Source data

+++

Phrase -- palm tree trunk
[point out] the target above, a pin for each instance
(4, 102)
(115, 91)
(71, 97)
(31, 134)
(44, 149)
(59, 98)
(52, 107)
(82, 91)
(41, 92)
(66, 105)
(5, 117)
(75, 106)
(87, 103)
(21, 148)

+++

What the task asks >> Rewrite the lines above, swapping "pin" for "marker" and leaving everything else unchanged.

Exercise output >>
Phrase -- palm tree trunk
[point out] the target above, a marker for each instance
(4, 102)
(115, 91)
(71, 97)
(31, 134)
(44, 149)
(59, 98)
(52, 107)
(82, 91)
(41, 92)
(66, 105)
(5, 117)
(75, 106)
(87, 103)
(21, 148)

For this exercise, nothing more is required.